Problem description =>
Copy out the whole passage below on drafting medtech patent claims, word for word.

Selected extract =>
==============================

To avoid these types of rejections by the patent office, patents attorneys must be more strategic in drafting claims. Some strategies to improve the likelihood of patent issuance are to focus the claims on physical transformations accomplished by the invention; synergies or unexpected results of combining elements; or improved functioning of the systems involved. Additionally, it’s helpful for the patent specification to include as much technical detail as possible about the problem the inventors were trying to solve, and about how the features of the invention are new and different.

Entities covered by patent claims
Similarly, it’s important for medtech patent owners to be strategic in their understanding of the entity to be covered by its patent claims. Since 1996 and the implementation of 35 U.S.C. § 287(c), medical practitioners of a medical activity or related healthcare entities are not liable for patent infringement. Accordingly, medical device patent owners tend to direct their claims to cover the makers of medical devices, rather than the people who use them. It’s important to consider who will actually be performing the steps of the patent claims and how those entities are instructed to do so.

==============================

Recorded information =>
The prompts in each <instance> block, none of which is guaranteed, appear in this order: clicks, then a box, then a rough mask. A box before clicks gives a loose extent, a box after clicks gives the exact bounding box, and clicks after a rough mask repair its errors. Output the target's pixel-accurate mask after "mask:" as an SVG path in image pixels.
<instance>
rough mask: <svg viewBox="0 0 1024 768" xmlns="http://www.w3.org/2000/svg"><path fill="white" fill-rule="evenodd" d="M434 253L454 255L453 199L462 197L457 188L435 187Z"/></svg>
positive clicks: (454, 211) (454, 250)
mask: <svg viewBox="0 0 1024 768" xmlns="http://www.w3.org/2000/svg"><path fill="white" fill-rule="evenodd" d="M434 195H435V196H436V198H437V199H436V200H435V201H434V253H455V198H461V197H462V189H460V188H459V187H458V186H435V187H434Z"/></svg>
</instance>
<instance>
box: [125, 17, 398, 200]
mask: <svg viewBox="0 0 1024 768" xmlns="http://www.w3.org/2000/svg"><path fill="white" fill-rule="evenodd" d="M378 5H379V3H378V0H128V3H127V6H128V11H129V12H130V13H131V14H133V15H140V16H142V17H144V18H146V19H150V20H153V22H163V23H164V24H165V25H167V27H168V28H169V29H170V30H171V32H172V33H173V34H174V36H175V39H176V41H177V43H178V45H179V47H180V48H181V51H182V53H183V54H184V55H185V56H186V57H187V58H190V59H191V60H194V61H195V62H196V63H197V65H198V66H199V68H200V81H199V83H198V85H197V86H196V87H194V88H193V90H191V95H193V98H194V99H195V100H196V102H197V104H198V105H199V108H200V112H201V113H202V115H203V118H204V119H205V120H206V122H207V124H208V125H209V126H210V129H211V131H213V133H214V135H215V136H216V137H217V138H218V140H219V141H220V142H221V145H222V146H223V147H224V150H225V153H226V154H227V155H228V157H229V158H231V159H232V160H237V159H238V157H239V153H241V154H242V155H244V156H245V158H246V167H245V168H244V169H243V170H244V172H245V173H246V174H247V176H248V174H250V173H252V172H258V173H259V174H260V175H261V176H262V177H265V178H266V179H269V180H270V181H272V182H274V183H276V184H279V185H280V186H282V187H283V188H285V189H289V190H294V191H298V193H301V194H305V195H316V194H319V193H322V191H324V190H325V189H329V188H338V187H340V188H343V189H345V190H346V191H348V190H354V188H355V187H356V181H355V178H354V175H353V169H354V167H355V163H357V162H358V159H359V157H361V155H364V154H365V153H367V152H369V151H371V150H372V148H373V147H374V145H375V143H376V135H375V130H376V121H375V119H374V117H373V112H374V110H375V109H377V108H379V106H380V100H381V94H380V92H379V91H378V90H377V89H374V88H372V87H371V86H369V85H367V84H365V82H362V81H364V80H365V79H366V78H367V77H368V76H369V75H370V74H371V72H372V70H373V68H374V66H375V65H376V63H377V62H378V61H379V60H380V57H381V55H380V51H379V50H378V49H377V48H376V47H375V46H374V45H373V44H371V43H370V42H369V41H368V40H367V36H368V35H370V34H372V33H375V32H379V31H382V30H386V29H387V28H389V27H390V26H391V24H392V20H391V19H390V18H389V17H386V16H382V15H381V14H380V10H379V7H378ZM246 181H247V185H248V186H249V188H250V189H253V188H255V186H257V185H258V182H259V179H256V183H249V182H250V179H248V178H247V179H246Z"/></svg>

==============================

Completed task =>
To avoid these types of rejections by the patent office, patents attorneys must be more strategic in drafting claims. Some strategies to improve the likelihood of patent issuance are to focus the claims on physical transformations accomplished by the invention; synergies or unexpected results of combining elements; or improved functioning of the systems involved. Additionally, it’s helpful for the patent specification to include as much technical detail as possible about the problem the inventors were trying to solve, and about how the features of the invention are new and different.

Entities covered by patent claims
Similarly, it’s important for medtech patent owners to be strategic in their understanding of the entity to be covered by its patent claims. Since 1996 and the implementation of 35 U.S.C. § 287(c), medical practitioners of a medical activity or related healthcare entities are not liable for patent infringement. Accordingly, medical device patent owners tend to direct their claims to cover the makers of medical devices, rather than the people who use them. It’s important to consider who will actually be performing the steps of the patent claims and how those entities are instructed to do so.